_Work to complete_
Return every record verbatim.

A run of records
╭──

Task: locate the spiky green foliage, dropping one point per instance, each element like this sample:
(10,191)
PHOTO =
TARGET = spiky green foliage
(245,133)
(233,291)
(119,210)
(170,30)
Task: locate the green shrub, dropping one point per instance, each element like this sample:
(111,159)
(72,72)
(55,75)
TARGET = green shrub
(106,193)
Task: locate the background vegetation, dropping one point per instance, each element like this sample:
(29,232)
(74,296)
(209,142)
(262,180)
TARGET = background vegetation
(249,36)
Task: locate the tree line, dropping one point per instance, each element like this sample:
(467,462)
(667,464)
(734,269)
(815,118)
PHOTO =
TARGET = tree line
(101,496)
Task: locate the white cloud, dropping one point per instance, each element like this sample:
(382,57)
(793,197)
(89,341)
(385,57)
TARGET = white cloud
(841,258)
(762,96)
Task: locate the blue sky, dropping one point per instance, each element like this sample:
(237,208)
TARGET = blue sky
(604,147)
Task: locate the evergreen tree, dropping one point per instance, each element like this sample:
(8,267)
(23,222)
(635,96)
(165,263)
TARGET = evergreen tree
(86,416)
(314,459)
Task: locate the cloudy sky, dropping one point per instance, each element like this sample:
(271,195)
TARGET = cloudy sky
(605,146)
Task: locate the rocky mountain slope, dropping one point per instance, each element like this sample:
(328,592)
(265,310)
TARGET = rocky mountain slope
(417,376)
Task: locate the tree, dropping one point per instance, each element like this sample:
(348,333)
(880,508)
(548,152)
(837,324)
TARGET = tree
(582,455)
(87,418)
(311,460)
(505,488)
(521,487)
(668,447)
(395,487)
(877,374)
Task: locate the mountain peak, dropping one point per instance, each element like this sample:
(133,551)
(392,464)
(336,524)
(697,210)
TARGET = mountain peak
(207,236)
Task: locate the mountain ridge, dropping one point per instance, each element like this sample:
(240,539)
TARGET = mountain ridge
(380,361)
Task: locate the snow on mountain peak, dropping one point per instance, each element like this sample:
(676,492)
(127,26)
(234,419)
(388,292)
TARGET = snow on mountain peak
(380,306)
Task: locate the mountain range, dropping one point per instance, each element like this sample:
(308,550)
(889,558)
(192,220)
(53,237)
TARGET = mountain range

╰──

_Written solution_
Task: locate the spiky green foliage, dropping one point per instance, each element like this sample:
(10,191)
PHOTO =
TARGET = spiky green foliage
(245,133)
(233,291)
(119,210)
(170,30)
Task: locate the green shrub, dropping one point per instance, each element like this sample:
(111,159)
(72,72)
(55,75)
TARGET = green shrub
(106,193)
Task: locate the background vegetation, dropping one point per instance, each element like this sample:
(29,232)
(74,296)
(209,142)
(262,180)
TARGET = background vegetation
(249,36)
Task: locate the tree line, dropping one point per instance, each element like this sample:
(467,462)
(667,464)
(734,269)
(815,118)
PHOTO =
TARGET = tree line
(101,496)
Task: locate the white cloud, dropping one point per instance, each element like this sample:
(382,57)
(793,197)
(89,341)
(385,57)
TARGET = white cloud
(841,258)
(762,96)
Task: locate the blue sky, dropping one point per instance, each element like this sample:
(237,208)
TARGET = blue sky
(604,147)
Task: locate the evergreen tree, dropping one point per instance, each element like this sample:
(8,267)
(23,222)
(635,96)
(165,263)
TARGET = evergreen tree
(86,416)
(314,459)
Task: locate the cloudy sky, dropping one point per instance, each element like this sample:
(271,195)
TARGET = cloudy sky
(605,146)
Task: locate the rocky mountain slope, dropping one point per instance, each element like this sample:
(328,592)
(265,310)
TARGET = rocky mountain slope
(417,376)
Task: locate the tree, dropping one point per instance, each element like this sample:
(348,333)
(880,508)
(548,152)
(837,324)
TARGET = tree
(582,455)
(87,418)
(311,460)
(505,488)
(521,487)
(668,447)
(395,487)
(877,374)
Task: locate the mountain peak, dropping one point per instance, each element like this sample:
(133,551)
(392,464)
(336,524)
(697,210)
TARGET = mountain peak
(207,236)
Task: locate the mountain ridge, dropping one point per instance, each element like this sample:
(240,539)
TARGET = mountain ridge
(380,361)
Task: locate the snow on mountain peak, dropping one point per instance, each element like this sample:
(676,492)
(127,26)
(234,419)
(388,292)
TARGET = snow on mountain peak
(380,306)
Task: locate the mountain range, dropping one point per instance, each element like this sample:
(308,550)
(889,558)
(192,220)
(53,237)
TARGET = mountain range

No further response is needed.